Top of DATA UNDER STUDY
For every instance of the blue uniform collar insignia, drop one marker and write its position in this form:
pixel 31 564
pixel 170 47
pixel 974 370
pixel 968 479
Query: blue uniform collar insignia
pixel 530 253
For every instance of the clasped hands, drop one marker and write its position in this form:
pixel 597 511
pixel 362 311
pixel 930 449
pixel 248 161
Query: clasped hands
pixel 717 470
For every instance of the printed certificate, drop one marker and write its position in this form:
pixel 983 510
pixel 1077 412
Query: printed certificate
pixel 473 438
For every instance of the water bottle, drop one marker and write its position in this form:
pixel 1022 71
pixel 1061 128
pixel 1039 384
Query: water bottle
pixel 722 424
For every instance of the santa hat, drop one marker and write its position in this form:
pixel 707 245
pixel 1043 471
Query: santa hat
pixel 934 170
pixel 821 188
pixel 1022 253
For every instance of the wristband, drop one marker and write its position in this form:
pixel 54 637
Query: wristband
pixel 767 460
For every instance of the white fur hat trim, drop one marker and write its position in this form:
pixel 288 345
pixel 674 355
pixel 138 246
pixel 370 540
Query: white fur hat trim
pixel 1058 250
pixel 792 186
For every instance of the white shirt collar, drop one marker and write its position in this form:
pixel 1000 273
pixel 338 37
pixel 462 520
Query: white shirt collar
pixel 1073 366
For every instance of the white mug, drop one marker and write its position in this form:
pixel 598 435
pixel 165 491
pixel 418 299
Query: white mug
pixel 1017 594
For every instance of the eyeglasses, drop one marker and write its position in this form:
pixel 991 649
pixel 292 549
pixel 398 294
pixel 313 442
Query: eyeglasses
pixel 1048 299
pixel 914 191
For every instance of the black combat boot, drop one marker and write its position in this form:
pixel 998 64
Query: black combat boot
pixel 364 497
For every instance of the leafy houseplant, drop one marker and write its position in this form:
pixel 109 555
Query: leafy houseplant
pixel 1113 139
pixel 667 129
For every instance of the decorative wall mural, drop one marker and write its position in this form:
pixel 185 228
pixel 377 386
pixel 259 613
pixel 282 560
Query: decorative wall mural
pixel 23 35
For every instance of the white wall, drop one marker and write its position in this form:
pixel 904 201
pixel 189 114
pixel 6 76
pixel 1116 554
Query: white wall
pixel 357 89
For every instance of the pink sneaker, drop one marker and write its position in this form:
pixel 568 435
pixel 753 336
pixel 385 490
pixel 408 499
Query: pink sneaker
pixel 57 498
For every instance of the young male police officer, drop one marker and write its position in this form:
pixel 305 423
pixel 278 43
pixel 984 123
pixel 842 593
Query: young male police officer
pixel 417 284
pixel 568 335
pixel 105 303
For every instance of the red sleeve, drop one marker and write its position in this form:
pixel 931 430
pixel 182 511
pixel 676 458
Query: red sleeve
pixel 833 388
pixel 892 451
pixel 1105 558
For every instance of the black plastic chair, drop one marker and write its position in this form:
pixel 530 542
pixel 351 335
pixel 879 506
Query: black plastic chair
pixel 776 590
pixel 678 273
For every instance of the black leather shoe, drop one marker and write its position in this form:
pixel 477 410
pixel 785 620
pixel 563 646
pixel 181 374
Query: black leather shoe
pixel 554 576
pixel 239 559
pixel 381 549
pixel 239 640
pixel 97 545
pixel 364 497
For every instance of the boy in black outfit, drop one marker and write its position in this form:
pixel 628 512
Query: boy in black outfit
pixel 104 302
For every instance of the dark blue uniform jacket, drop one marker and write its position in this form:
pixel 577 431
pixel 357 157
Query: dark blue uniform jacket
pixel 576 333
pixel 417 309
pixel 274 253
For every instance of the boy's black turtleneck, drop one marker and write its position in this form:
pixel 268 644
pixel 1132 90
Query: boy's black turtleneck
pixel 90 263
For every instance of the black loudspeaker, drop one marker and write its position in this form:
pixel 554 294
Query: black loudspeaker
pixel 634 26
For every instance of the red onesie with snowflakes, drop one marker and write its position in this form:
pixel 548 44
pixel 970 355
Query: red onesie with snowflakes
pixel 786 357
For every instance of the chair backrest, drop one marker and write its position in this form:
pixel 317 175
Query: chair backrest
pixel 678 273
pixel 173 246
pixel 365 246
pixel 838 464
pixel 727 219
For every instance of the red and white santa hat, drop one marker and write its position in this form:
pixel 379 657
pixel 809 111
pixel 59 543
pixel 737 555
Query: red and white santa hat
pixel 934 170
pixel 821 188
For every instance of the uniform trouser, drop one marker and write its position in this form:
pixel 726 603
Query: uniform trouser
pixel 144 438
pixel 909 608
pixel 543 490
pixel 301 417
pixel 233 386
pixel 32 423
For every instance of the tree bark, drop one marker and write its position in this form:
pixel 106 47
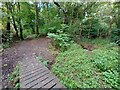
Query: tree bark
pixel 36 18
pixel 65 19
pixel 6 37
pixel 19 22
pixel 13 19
Bottom of DATA UNDER STUDY
Top of DATA UNDER STUDY
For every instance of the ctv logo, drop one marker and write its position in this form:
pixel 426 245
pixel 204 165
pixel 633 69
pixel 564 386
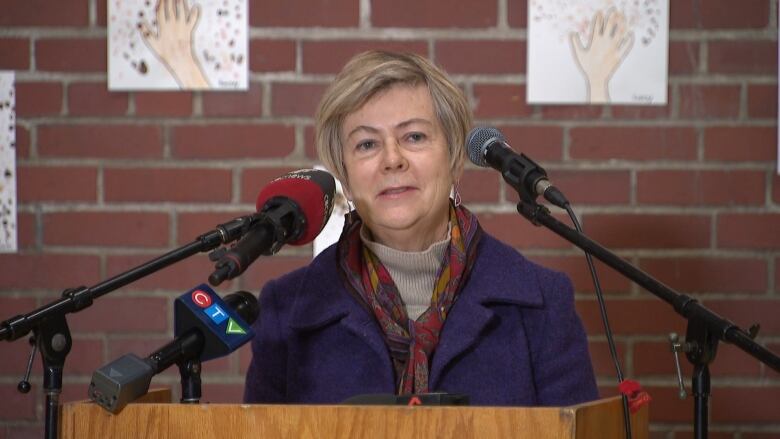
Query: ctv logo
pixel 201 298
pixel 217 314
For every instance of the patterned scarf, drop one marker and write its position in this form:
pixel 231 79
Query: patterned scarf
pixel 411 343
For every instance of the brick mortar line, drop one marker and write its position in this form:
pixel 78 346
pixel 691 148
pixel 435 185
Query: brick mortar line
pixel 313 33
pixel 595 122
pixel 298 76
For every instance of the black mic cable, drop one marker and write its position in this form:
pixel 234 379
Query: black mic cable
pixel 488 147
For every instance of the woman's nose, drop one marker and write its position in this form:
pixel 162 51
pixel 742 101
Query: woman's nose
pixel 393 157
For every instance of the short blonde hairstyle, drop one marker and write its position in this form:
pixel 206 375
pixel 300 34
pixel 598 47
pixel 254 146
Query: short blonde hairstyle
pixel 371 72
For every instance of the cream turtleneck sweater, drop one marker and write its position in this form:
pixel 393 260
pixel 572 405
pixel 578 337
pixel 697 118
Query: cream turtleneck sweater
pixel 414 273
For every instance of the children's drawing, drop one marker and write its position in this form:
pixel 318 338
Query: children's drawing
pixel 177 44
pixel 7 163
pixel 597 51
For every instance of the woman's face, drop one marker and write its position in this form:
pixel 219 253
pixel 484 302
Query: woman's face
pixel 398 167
Bottom of DATA UNDER STUDY
Top of DATA UNDER STUDY
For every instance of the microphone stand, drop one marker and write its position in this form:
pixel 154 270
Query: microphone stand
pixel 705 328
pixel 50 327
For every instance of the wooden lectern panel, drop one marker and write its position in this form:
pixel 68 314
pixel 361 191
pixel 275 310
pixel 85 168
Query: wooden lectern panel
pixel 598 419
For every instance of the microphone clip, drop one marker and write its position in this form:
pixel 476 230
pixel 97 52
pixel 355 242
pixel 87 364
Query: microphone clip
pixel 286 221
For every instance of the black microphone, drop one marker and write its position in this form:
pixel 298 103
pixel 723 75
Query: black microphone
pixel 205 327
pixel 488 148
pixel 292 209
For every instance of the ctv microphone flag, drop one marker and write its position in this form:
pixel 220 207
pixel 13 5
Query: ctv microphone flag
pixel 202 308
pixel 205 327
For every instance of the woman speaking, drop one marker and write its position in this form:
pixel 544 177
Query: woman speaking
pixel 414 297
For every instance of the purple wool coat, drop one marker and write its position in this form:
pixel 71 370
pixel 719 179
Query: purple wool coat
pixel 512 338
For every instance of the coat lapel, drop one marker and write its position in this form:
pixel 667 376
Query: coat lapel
Bottom of DATA UNDER STUDY
» **EXERCISE AIM**: Where in the records does the word "lapel" appear? Copy each line that holds it.

» **ANSWER TO THE PROBLEM**:
For every instance of the coat lapel, drop one marker and write its position in this form:
Query: coat lapel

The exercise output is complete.